- [Material provided]:
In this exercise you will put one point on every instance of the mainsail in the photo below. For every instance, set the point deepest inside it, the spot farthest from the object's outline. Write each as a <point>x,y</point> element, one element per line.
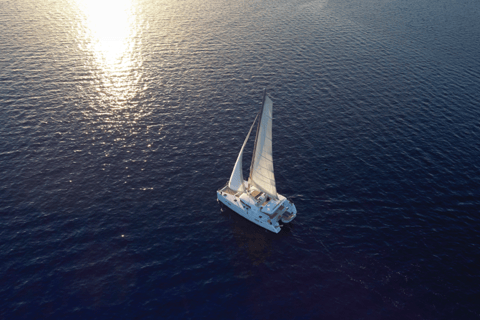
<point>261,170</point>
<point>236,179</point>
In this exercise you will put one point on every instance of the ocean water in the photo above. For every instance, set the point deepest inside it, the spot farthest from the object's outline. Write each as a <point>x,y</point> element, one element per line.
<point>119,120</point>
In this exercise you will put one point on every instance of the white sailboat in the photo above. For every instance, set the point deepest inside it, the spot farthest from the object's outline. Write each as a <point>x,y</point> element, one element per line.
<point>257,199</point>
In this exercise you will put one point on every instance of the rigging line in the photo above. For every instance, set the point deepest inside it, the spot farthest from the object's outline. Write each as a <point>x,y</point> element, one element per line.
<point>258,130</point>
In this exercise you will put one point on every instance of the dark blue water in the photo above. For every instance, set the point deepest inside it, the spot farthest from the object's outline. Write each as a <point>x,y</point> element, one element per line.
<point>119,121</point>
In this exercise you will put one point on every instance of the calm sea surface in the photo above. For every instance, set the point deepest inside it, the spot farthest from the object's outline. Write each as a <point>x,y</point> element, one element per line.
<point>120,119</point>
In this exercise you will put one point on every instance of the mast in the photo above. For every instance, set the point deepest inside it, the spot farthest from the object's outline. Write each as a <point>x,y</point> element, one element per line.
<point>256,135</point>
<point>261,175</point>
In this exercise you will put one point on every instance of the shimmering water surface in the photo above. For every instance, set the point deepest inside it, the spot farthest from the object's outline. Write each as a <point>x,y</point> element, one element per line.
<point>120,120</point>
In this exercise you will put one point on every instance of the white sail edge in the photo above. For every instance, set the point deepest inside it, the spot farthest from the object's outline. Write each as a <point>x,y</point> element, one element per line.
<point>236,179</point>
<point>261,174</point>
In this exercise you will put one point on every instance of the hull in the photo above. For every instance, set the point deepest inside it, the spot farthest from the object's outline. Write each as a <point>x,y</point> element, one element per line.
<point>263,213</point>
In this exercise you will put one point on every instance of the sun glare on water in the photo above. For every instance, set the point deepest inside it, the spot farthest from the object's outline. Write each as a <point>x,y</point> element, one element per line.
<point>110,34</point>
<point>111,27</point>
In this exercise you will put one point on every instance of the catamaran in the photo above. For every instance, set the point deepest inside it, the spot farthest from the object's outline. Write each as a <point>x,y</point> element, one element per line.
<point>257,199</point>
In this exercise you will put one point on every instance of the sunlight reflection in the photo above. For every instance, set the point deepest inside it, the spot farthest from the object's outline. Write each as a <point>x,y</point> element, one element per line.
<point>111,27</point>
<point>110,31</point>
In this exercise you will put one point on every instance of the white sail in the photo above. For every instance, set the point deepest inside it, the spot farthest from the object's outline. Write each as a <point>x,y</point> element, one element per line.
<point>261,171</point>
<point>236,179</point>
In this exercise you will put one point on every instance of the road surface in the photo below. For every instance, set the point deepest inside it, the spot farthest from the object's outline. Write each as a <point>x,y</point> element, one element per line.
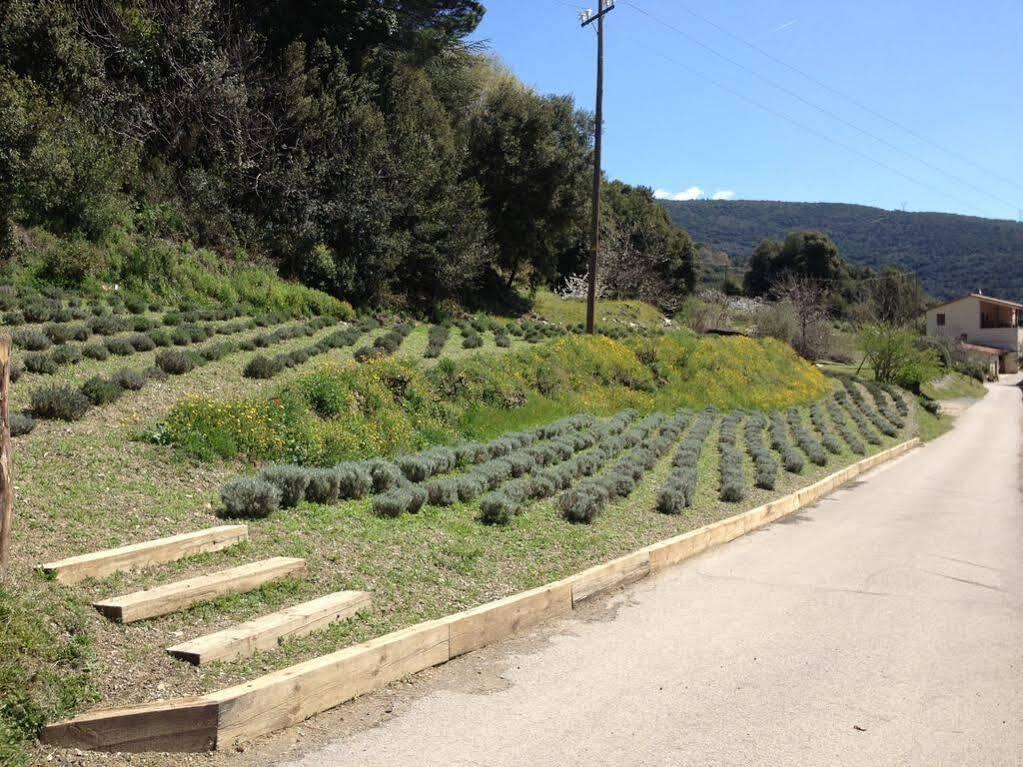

...

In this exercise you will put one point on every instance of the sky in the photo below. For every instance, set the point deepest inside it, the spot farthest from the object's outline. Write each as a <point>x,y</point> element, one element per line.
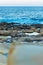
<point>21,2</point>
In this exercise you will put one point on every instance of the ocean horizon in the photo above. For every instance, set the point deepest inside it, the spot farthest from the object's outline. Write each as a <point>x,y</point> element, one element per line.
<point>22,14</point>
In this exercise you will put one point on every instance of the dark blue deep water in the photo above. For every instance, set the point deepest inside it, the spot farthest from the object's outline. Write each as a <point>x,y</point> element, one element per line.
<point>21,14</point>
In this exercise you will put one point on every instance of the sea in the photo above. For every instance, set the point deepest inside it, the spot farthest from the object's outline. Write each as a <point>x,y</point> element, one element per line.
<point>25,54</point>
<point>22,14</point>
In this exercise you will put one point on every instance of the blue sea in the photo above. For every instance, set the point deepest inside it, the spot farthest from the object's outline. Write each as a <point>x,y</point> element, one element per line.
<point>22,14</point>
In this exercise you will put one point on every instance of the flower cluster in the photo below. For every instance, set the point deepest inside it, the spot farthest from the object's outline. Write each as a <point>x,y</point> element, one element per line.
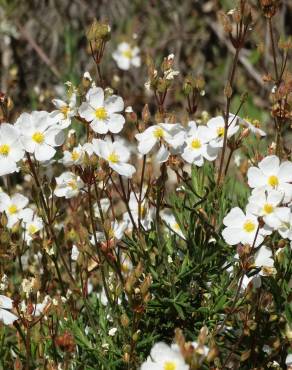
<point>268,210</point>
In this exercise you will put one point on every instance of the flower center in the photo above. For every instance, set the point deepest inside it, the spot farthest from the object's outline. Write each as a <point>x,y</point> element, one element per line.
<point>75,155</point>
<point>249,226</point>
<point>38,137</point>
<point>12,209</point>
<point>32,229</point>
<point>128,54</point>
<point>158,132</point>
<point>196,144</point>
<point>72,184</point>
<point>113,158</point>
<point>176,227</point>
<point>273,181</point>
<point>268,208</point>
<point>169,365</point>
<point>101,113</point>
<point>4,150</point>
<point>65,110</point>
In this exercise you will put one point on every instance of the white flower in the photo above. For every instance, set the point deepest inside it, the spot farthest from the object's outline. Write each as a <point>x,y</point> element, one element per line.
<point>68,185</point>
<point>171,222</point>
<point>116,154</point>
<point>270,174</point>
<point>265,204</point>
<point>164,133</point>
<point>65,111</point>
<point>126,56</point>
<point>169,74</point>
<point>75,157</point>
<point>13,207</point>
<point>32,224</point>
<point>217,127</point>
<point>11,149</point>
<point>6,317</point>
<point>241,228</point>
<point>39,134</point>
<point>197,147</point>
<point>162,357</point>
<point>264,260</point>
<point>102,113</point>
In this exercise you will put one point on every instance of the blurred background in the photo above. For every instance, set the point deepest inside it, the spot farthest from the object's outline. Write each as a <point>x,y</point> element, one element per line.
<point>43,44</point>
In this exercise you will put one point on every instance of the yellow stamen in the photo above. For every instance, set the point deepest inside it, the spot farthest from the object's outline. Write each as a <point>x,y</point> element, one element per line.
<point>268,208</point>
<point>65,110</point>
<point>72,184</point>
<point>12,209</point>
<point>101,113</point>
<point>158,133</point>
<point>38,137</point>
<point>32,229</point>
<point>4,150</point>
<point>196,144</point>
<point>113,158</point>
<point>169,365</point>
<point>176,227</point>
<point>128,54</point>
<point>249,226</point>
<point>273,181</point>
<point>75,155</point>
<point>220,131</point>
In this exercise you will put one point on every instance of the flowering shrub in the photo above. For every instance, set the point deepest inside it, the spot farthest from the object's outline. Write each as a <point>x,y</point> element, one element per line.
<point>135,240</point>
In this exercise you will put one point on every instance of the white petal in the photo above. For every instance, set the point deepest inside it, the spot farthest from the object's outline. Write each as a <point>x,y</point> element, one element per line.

---

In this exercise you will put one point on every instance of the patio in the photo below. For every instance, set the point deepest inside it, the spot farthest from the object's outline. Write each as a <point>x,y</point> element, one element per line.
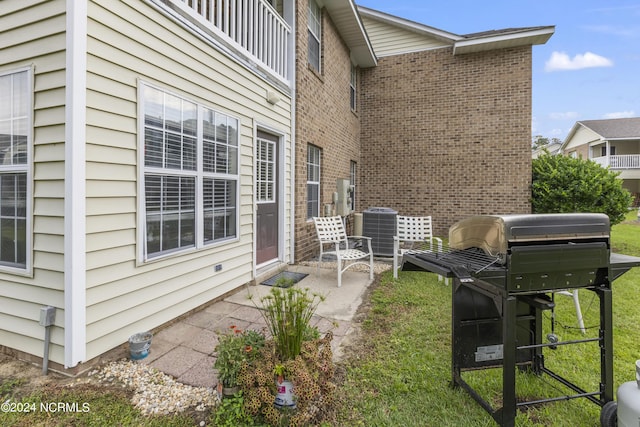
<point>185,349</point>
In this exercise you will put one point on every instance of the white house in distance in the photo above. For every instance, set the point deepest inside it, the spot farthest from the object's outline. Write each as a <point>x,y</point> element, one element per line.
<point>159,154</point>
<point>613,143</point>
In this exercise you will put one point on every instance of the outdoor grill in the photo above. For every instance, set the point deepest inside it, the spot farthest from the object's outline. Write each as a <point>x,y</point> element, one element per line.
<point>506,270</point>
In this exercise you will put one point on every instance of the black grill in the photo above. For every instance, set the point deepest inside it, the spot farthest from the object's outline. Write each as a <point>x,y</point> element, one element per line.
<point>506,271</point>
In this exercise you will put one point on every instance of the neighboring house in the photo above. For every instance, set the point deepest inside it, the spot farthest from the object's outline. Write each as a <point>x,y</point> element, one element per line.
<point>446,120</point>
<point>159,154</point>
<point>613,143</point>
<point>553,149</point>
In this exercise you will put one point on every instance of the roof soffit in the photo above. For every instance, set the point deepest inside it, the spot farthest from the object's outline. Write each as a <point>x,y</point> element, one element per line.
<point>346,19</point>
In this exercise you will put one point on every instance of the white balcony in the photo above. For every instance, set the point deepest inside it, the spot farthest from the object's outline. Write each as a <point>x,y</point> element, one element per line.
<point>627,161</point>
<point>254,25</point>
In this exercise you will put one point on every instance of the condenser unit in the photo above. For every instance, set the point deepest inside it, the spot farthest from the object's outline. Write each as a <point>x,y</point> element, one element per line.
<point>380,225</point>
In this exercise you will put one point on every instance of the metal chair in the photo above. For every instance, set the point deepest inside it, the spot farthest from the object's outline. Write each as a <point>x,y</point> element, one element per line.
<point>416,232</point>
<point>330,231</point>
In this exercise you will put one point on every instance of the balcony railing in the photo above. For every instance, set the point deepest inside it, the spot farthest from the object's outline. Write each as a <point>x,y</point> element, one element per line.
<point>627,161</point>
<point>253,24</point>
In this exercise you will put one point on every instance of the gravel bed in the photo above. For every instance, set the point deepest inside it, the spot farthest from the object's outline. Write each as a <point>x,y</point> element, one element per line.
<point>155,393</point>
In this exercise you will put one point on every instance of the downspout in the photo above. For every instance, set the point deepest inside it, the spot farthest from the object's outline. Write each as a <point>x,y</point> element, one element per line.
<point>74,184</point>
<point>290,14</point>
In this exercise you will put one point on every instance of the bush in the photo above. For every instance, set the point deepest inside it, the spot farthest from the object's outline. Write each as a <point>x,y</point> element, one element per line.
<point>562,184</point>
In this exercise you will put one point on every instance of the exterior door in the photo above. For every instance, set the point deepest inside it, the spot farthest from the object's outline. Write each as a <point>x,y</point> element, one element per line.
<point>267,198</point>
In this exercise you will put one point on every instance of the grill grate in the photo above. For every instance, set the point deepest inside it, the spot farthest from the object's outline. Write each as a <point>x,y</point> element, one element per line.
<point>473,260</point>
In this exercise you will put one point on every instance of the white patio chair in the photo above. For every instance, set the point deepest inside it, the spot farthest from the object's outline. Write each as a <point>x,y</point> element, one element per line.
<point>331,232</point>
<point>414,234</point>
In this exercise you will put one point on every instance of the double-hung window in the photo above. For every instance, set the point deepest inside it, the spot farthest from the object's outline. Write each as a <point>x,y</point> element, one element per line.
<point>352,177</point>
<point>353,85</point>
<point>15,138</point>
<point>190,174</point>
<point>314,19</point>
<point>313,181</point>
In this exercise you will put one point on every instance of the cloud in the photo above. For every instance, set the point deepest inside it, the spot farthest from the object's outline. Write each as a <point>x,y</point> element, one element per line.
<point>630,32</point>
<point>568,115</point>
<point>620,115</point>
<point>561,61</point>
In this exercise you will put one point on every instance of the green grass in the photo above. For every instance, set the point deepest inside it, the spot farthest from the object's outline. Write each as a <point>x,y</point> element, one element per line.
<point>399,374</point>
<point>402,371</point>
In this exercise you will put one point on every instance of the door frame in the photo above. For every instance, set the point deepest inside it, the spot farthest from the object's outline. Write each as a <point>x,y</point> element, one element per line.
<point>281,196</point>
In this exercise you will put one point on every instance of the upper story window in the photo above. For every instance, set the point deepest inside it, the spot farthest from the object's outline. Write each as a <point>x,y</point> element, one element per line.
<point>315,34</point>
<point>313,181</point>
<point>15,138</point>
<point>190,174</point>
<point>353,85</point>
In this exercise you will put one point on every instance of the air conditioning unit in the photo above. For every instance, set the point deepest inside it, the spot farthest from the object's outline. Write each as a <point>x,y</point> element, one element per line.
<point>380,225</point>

- [Your assignment]:
Reproduce only the lines above, starting at the line with "of the flowering" and ending at the line with "the white petal", exactly as written.

- [Response to the exercise]:
In this exercise you will put one point on every instance of the flowering shrub in the photo above. For every instance, set the point deepest inside it, the spot farthest from the object's outline. Write each as a <point>x,y</point> element, one element per line.
<point>135,240</point>
In this exercise you will put one point on every instance of the white petal in the photo above. For every instance, set the point deepest inside it, the spot farthest from the object's outline. Write each as a <point>x,y</point> element, one element per line.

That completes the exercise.